TEXTE À LIRE ->
Un dossier très nourri sur la situation en Grèce (« Le révélateur grec »). À commencer par un article de Yannis Varoufakis : “ Leur seul objectif était de nous humilier ” :
Soucieuse d’éviter le défaut de banques françaises et allemandes déjà fragiles, qui avaient prêté des milliards à des gouvernements grecs aussi irresponsables qu’elles, l’Europe a décidé d’accorder à Athènes le plus important plan d’aide de l’histoire. A une condition : que le pays procède à une consolidation budgétaire (phénomène plus connu sous le nom d’austérité) d’une ampleur jamais imaginée auparavant. Sans surprise, l’opération a provoqué une chute du revenu national sans précédent depuis la Grande Dépression. C’est ainsi que s’est enclenché un cercle vicieux : la déflation. conséquence directe de l’austérité, a alourdi le fardeau de la dette et propulsé l’hypothèse de son remboursement dans le domaine du chimérique, ouvrant la voie à une crise humanitaire majeure.

DONNÉES PRÉSENTÉES ->

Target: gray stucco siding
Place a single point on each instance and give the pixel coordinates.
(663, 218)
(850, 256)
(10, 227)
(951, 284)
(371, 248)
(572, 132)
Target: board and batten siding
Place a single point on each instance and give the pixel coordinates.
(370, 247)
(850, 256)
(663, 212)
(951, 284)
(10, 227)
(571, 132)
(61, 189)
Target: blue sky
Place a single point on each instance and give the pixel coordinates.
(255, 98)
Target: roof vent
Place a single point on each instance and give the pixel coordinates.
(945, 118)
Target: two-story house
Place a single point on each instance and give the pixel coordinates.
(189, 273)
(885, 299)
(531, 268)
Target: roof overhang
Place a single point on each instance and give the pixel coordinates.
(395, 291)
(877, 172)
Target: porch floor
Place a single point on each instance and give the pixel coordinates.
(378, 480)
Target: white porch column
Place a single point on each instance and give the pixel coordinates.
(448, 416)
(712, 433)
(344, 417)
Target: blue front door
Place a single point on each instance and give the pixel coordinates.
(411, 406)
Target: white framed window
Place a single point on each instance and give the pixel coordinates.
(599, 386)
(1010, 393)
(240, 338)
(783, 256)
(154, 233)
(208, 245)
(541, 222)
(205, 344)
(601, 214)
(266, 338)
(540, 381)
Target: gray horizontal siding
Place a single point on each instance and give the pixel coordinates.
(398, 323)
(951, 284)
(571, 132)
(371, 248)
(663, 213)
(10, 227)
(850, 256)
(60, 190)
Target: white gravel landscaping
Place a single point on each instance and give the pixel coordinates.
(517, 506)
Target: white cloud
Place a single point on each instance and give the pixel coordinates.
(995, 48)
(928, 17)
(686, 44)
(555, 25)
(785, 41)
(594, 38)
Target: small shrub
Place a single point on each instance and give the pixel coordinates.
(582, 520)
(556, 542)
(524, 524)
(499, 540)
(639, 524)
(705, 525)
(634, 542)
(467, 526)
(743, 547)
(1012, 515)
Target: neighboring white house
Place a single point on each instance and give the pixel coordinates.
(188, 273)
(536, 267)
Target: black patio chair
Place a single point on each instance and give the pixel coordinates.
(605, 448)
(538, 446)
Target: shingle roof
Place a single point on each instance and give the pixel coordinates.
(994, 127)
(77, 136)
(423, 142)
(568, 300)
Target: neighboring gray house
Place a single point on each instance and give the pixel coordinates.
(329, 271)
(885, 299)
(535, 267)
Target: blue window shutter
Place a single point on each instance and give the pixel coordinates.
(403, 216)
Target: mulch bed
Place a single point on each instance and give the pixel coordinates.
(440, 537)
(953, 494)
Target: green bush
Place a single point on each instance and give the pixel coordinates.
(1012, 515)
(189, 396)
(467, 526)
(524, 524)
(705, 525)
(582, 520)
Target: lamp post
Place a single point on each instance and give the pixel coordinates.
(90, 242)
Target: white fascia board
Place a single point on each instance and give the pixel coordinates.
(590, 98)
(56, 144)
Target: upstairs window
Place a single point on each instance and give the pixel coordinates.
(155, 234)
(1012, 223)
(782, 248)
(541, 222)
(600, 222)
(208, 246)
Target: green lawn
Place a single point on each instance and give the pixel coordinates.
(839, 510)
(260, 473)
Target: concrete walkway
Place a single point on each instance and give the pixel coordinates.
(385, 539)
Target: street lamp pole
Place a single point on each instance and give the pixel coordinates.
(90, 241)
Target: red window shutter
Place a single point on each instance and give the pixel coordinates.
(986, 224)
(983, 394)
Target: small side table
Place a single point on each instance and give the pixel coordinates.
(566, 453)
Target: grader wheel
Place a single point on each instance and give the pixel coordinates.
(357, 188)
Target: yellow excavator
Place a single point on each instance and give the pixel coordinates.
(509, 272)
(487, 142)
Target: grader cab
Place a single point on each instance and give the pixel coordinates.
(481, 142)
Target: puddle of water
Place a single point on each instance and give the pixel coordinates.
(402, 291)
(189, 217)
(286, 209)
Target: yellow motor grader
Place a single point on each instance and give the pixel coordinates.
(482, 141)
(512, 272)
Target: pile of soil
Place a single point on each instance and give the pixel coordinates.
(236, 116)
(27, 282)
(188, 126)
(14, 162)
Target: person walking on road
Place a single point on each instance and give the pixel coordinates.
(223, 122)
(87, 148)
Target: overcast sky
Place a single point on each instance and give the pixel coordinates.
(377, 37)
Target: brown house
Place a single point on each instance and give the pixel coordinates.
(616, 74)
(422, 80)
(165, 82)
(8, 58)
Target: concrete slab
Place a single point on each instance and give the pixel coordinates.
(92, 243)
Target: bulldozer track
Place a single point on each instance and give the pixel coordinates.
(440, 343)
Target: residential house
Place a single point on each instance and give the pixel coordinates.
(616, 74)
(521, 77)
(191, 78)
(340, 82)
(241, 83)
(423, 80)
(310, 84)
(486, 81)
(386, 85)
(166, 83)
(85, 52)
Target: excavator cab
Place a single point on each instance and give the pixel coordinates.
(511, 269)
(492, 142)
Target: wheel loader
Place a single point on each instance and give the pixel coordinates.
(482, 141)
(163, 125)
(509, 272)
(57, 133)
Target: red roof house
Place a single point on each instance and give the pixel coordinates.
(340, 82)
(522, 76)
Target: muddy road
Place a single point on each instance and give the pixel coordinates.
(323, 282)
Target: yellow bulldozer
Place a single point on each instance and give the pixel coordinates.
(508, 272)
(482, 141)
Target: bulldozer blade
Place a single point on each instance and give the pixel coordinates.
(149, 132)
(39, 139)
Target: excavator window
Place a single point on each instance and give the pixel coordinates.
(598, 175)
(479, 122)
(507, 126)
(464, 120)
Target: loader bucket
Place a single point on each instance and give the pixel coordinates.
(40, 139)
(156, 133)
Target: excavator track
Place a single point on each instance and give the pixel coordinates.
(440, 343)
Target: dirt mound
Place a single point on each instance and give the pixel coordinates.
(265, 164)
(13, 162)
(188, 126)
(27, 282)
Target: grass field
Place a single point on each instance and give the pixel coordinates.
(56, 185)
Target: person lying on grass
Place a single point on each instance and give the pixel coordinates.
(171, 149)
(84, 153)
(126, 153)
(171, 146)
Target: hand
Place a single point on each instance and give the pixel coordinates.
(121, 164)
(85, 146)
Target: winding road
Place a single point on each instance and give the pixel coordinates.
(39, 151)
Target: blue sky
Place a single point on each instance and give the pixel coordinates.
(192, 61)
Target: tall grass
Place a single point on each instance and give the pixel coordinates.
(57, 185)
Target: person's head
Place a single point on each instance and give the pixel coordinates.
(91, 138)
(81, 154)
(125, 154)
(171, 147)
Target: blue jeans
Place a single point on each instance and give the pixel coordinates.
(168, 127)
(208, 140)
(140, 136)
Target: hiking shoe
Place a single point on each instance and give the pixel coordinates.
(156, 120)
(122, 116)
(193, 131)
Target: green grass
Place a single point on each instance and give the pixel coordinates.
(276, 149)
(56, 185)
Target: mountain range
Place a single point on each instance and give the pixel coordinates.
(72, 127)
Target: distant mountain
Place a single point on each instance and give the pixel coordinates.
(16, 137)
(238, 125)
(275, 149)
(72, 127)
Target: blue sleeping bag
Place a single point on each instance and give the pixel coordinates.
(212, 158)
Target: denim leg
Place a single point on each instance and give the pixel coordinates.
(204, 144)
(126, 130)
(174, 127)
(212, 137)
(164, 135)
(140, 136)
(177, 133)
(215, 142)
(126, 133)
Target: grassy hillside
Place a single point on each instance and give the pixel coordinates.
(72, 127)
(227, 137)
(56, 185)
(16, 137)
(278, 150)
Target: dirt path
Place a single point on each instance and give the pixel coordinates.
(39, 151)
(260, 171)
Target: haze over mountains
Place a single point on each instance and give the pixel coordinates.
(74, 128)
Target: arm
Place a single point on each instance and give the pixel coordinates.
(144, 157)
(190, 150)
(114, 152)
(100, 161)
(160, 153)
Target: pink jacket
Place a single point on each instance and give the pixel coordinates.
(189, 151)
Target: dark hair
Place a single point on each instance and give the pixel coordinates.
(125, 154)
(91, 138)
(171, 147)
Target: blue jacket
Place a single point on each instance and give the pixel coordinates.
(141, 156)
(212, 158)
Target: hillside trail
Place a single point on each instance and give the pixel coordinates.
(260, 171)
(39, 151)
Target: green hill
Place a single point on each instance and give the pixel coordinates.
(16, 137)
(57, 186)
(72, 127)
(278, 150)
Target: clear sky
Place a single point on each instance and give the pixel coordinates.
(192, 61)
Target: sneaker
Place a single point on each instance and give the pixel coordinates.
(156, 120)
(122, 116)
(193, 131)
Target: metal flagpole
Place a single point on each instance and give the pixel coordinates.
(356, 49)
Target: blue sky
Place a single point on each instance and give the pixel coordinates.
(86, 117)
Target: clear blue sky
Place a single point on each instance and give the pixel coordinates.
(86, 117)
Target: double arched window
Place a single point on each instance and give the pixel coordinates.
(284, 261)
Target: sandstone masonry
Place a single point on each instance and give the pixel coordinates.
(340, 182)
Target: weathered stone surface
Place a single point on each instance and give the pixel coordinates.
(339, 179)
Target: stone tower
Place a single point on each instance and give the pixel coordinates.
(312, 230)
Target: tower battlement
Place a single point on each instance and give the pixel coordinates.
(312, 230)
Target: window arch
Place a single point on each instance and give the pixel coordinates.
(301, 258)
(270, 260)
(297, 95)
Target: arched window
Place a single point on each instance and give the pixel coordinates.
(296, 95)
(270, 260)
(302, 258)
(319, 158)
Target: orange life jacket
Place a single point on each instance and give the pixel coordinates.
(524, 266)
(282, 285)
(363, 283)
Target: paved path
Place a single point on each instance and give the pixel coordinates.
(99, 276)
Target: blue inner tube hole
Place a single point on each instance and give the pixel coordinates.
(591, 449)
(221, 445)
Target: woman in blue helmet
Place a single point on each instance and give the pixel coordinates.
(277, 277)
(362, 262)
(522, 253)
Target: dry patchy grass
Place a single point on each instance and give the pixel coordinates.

CONSIGNE ->
Poursuivez le texte sur la crise grecque à partir de sa dernière phrase.

RÉPONSE ATTENDUE ->
Pendant cinq ans, la « troïka » des créanciers – le Fonds monétaire international (FMI), la Banque centrale européenne (BCE) et la Commission européenne représentant les Etats membres qui avaient prêté à Athènes – s’est entêtée dans cette impasse, pour laquelle les spécialistes de la finance ont un nom : extend and pretend, ou stratégie du « comme si ». Cela consiste à prêter toujours davantage à un débiteur insolvable comme s’il ne l’était pas, afin de ne pas avoir à enregistrer des pertes sur ses titres. Plus les créanciers s’obstinaient, plus la Grèce s’enfonçait dans la crise économique et sociale, et moins elle devenait réformable. Pendant ce temps, les pertes potentielles des créditeurs gonflaient et gonflaient encore.

A lire également l’article de Serge Halimi : “ L’Europe dont nous ne voulons plus ” :
Un mouvement jeune et plein d’énergie entendait transformer une nation et réveiller le Vieux Continent. L’Eurogroupe et le Fonds monétaire international (FMI) ont écrasé cette espérance.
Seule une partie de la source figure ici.